## Exercise aim
Read the records and write them out again exactly.

## Labeled-object pointing entries

——

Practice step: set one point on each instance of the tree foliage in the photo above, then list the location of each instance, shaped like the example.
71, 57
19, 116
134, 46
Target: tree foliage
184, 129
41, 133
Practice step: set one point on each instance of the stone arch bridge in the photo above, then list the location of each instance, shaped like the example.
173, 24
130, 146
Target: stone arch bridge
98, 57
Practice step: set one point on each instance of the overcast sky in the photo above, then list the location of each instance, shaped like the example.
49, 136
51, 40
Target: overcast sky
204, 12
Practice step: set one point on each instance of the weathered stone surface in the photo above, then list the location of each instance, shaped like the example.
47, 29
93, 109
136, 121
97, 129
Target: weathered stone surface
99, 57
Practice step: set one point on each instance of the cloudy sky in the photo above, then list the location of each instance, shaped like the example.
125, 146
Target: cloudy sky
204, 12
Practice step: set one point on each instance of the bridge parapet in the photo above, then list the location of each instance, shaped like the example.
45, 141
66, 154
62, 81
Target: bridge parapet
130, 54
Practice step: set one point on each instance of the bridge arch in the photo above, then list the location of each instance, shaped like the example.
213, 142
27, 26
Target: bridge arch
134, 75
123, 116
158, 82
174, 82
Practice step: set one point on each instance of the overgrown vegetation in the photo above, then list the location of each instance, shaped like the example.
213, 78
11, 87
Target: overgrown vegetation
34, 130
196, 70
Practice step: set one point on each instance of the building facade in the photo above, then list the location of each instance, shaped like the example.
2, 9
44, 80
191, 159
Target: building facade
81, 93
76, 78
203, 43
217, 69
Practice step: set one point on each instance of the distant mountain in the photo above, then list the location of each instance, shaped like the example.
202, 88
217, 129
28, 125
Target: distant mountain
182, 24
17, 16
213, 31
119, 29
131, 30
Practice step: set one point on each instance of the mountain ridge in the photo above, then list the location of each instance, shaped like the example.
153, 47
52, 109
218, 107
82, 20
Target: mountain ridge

——

## Finished answer
Practice step: set one point on each instance of the tree foliage in the photo above, then list the location of each instance, shaped like the example.
71, 57
19, 116
134, 46
Target: tree foliage
184, 129
41, 133
Practice step: set one point on each instance of the stone arch bridge in the photo above, then list the location of each instance, shaped like the example.
173, 24
130, 146
Target: stone arch bridge
98, 57
Practice step: set one point on each instance of the overcast sky in the photo above, then list the location of each instance, shaped like the example.
49, 136
51, 40
Target: overcast sky
204, 12
Practice step: set one point on each instance of the weathered stone surface in the photo above, then list the location of each instance, shaped like the example.
47, 29
93, 109
136, 121
97, 129
Target: weathered stone surface
99, 57
Practice step: set one point on each instance of the cloudy sky in the photo above, then list the location of each instance, shaped like the example.
125, 146
Target: cloudy sky
204, 12
Practice step: set one point on each instance of the bridge parapet in the photo above, then list the location of each instance, shaped like the example.
45, 141
66, 154
62, 81
Target: bridge parapet
130, 54
Practice step: set one point on each instance of the bridge arch in the photo above, then list the location of each instance, shaped like the example.
213, 142
27, 26
Target: bridge arch
134, 75
123, 116
158, 82
174, 82
Practice step: set one point on each instance of the overgrown vegetation in the photo above, then list the location of each instance, shaped like the example.
213, 78
11, 87
Target: overgrown vegetation
34, 130
196, 70
Practice step: set one point on each instance of the building facade in the photo above, then list the location of each instance, shaped like the example.
2, 9
44, 80
191, 159
Target: building facade
81, 93
76, 78
203, 43
217, 69
Practice step: set one point on each instance of the distant mountain in the photo above, then list the location of each instance, shaped like the example.
202, 88
217, 129
28, 125
Target: distant mountain
182, 24
17, 16
213, 31
119, 29
131, 30
Practice step: set one point on each instance of the mountain ridge in the photo above, then list the location of each instance, shaped like the example.
153, 47
52, 109
218, 107
82, 20
Target: mountain ridge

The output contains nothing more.